[begin Text]
March 19, 2014
Five to Watch
National League Post-Prospects
I’ve been partial to the phrase prospect fatigue as it applies to players who are on the radar for so long that we start to ding them for being (somewhat) known quantities as opposed to the younger players who let our minds run free, unencumbered by the shackles of previous performance. Well after the prospect fatigue guys come post-prospects. They live in stasis in our brains, some purgatory of youthful but not eligible for a minor league roster spot, yet still not useful enough for a major league keeper spot. Before this turns into the final season of LOST though, we should note that these players tend to be divisive, riding the line between being overvalued thanks to a perceived undervaluing or just straight up undervalued. Here’s a look at five in the NL:
Wily Peralta, P, Brewers
Peralta put together a nice second half of the season last year, making it two years in a row he’s put together small sample sizes of good performance that could lead one to hope for more the next year. The problem of course was his brutal first half, as he only struck out 14 percent of batters and got rocked to the tune of a 4.61 ERA. He was better, though not great, in the second half, with a 3.99 ERA, but the real improvement showed up in his ability to miss bats. Peralta saw his strikeout rate jump to 19% once he started incorporating his slider more consistently. In the first three months of the season he never used it more than 22.68 percent but starting in June (32.34 percent), Peralta never saw his slider usage dip below 24.38 percent and twice registered a number above 30 percent. The ability to miss bats to his exceptional ability to burn worms is a much needed addition, and one Peralta is poised to exploit in the upcoming season.
[end Text]
* _Tasks to perform_:
A - Rewrite the paragraph of the article that begins "Peralta put together a nice second half" more briefly, keeping its main facts.
B - Decide whether each statement agrees with the article, answering yes or no and quoting the words that decide it: (i) Peralta's ERA in the first half of last season was 4.61. (ii) Peralta's strikeout rate fell in the second half. (iii) The article looks at five post-prospects from the American League.
[begin Items]
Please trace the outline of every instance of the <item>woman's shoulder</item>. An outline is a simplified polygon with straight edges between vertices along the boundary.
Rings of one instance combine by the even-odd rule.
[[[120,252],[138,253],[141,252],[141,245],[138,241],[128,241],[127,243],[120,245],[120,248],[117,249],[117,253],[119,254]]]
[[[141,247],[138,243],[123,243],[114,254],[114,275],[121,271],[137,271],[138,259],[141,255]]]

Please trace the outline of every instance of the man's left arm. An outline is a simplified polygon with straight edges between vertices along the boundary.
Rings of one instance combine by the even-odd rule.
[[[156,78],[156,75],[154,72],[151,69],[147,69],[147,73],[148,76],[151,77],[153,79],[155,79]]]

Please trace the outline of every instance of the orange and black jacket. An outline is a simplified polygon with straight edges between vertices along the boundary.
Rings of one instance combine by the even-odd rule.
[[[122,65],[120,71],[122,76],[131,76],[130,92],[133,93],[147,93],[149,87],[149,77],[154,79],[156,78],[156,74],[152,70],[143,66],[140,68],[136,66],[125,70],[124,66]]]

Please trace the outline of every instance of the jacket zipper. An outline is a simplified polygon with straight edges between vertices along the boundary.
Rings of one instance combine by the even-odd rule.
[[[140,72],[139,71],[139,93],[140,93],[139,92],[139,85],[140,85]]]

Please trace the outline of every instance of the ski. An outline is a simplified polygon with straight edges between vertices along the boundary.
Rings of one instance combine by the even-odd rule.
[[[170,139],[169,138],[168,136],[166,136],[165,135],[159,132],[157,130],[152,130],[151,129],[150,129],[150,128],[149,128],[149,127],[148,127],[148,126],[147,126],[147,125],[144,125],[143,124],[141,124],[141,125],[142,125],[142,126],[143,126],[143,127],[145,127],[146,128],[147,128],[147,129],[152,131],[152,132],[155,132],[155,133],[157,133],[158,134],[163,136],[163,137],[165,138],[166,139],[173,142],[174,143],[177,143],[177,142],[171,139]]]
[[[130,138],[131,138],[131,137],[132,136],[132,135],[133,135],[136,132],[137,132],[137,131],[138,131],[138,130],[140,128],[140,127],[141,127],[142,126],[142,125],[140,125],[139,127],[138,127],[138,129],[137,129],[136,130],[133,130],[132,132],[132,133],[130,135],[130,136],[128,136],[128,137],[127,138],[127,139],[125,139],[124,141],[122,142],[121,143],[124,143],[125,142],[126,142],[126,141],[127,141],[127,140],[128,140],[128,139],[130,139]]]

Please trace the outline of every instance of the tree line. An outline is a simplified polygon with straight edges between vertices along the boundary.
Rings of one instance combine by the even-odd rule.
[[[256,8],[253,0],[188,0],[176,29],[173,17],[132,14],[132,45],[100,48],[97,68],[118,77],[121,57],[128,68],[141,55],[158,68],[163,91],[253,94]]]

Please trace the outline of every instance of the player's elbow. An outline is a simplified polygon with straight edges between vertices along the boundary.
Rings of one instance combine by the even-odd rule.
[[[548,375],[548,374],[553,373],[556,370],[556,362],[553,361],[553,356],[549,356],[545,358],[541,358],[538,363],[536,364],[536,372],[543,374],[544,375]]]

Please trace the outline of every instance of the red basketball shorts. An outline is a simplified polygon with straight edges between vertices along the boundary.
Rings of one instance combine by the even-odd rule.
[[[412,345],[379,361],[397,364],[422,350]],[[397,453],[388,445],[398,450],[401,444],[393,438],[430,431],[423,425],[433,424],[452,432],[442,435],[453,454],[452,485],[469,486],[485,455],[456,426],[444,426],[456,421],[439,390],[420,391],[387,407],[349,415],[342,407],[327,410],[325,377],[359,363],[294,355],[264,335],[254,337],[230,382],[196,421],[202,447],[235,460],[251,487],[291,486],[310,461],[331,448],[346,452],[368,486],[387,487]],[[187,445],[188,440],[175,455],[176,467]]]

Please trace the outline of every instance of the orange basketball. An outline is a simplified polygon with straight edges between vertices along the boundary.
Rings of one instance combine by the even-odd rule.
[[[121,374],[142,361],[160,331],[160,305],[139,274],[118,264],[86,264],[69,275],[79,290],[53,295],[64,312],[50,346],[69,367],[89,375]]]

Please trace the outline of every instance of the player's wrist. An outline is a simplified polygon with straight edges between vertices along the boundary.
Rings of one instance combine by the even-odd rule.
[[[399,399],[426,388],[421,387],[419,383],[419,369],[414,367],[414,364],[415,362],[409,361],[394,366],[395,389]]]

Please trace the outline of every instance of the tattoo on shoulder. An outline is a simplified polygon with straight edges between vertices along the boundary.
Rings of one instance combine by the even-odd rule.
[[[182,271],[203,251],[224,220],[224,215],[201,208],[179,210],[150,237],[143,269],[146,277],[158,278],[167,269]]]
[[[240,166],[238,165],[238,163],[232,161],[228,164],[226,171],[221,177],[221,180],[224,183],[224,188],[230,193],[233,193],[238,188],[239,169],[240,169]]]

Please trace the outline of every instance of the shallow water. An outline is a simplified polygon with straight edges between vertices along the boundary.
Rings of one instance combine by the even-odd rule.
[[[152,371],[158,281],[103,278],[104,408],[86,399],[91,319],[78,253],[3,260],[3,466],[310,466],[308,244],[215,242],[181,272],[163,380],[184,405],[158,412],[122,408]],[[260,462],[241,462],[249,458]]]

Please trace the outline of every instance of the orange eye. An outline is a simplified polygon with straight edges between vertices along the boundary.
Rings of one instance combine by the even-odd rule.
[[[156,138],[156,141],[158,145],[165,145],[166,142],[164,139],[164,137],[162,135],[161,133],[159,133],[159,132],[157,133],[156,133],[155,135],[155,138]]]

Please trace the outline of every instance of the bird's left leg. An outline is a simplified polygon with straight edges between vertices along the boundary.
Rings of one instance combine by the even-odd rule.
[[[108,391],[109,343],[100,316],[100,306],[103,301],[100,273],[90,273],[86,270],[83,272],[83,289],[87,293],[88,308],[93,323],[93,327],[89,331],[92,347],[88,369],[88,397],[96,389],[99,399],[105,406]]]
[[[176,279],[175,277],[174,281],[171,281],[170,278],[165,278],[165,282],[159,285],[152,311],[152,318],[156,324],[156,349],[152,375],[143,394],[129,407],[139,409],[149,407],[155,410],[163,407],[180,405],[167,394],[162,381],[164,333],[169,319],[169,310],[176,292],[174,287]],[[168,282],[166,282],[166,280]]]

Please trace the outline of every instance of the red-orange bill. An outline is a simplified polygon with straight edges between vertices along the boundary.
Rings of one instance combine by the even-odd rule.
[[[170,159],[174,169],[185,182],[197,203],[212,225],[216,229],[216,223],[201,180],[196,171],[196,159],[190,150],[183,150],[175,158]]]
[end Items]
* _The answers_:
A - For two straight years, Peralta has had short stretches of good pitching late in the season. Last year's first half was poor: he struck out only 14 percent of batters and had a 4.61 ERA. In the second half his ERA improved to 3.99, and his strikeout rate rose to 19% once he threw his slider more consistently. From June on, his slider usage never fell below 24.38 percent and twice went above 30 percent. This ability to miss bats is a much-needed addition, and he is poised to exploit it in the upcoming season.

B -
(i) Yes: "got rocked to the tune of a 4.61 ERA"
(ii) No: "Peralta saw his strikeout rate jump to 19%"
(iii) No: "Here’s a look at five in the NL"